• **SOURCE DOCUMENT**:
____

The Gray family donated the estate to Wake Forest University’s Bowman Gray School of Medicine in 1946, and it was operated as the college’s psychiatric hospital facility until 1959.

Graylyn has undergone various renovations and restorations since then, and it became an international conference center in 1984.

After passing through its gates and following a short road through well-manicured grounds, I pulled into the driveway and checked in at the Manor House, where the Graylyn’s lobby and front desk are located. Returning to my car, I followed a friendly staff member who drove a golf cart, escorting me along a gently curving road through the 55-acre grounds, to the Mews.

Formerly a farm and the stables for the Gray family estate, the Mews completed an extensive renovation in April, and now comprises 35 guest rooms and suites. It also has its own private fitness center, business center, meeting space, dining room, and lounge.


My two-story suite in the Mews was a welcome sight after a five-hour drive from Atlanta. (They call it a suite. I call it a house, and one I could easily call home.)

I pulled into the large walled, cobblestone courtyard to unload my bags, and then parked in an area to the side of the French cottage-inspired guest rooms. Anchored by a fountain in its center, and flanked by guest rooms and suites, the courtyard exuded a sense of privacy and tranquility.

____

• **PROVIDED DATA**:
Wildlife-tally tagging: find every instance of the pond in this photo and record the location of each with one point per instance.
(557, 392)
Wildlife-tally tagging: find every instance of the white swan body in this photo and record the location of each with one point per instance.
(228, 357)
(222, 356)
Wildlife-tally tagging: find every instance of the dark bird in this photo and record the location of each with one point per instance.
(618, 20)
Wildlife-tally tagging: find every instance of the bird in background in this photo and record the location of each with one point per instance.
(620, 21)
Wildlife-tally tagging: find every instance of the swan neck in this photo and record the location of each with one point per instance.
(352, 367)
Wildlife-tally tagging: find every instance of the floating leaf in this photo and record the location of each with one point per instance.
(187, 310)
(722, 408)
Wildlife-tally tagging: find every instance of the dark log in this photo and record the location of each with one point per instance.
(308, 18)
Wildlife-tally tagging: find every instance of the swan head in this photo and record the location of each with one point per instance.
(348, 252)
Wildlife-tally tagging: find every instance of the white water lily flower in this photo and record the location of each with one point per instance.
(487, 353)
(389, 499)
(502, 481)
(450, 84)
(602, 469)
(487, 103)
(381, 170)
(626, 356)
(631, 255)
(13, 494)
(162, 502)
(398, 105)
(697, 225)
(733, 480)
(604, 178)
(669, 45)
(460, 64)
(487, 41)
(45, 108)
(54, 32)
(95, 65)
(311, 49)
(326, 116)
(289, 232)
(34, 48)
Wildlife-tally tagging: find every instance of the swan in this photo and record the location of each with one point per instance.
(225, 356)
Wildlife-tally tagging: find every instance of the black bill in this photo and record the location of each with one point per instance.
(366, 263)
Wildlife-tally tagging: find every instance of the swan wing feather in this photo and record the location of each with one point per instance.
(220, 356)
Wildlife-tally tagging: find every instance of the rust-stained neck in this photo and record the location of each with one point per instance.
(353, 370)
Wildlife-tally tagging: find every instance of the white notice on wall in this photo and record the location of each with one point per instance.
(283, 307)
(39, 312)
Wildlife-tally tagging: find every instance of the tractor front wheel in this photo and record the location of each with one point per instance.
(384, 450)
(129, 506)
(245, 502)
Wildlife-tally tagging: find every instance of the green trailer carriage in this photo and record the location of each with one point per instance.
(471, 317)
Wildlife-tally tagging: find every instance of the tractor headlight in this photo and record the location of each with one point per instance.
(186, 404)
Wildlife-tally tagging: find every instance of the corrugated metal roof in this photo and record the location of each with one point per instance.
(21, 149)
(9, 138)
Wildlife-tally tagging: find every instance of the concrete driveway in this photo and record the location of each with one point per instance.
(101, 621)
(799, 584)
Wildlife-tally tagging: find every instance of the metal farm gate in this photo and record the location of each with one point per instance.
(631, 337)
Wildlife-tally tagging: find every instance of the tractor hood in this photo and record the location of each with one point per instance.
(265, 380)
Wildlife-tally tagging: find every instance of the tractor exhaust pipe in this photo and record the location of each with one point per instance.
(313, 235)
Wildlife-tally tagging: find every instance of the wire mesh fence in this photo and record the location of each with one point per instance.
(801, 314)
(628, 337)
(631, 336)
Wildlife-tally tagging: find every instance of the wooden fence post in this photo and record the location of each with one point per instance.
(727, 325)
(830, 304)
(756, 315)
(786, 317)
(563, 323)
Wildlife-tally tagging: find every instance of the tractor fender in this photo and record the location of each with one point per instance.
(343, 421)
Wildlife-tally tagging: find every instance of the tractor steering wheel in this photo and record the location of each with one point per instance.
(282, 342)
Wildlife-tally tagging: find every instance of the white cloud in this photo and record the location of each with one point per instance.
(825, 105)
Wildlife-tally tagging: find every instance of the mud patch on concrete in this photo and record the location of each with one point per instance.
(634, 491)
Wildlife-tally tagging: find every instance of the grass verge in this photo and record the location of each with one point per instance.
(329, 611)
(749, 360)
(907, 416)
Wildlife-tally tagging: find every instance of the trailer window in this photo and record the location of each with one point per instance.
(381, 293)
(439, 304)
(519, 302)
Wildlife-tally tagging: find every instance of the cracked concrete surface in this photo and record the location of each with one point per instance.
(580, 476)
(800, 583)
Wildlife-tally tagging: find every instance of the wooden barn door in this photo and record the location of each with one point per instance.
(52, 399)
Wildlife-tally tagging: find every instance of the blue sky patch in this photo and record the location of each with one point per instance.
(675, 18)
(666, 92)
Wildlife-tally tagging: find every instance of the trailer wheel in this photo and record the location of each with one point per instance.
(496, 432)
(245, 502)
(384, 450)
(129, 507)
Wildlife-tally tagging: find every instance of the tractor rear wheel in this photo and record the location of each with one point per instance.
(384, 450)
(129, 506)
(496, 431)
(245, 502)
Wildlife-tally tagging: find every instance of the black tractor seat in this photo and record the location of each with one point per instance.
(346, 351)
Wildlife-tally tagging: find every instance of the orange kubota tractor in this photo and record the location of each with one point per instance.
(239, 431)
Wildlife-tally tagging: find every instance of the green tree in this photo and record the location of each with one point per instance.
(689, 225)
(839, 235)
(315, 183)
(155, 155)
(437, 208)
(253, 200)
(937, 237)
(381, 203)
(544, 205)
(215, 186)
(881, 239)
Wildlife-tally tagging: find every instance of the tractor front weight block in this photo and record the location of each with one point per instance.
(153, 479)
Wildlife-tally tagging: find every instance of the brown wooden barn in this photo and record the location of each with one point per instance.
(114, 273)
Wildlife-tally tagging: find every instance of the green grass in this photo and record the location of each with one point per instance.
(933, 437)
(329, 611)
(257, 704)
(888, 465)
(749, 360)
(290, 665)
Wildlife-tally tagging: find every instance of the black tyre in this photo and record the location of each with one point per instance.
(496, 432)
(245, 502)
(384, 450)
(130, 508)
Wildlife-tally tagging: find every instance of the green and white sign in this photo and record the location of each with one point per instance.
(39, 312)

____

• **WORK REQUEST A**:
According to the Graylyn text, in what year did Graylyn become an international conference center?
• **WORK REQUEST B**:
Write a continuation of the Graylyn text, picking up right after its last sentence.

• **YOUR RESPONSE A**:
1984

• **YOUR RESPONSE B**:
While the Graylyn’s lobby in the Manor House was traditionally furnished, and the Mews’ exterior evoked a Normandy castle in style, my suite was modern and plush, with dark wood furnishings and floors, faux fur pillows, earth tones, and nature-inspired artwork.

On the ground floor, a large kitchenette and a living area with sofa, chairs, coffee table and flat-screen TV gave the suite an intimate, residential feel. The minibar was well stocked with soft drinks and juices.

Up a flight of wooden stairs, an alcove bedroom with king-size bed, desk, desk chair, easy chair, and flat-screen TV, evoked a European atelier. Both the bathroom adjacent to the bedroom, and the ground-floor guest bathroom featured showers with floors inlaid with smooth stones.

My only wish was that the suite’s glass-paned front door had had blinds, a shade, or a curtain for privacy. As a New Yorker accustomed to multiple deadbolts, that omission, together with the door’s single lock, gave me pause.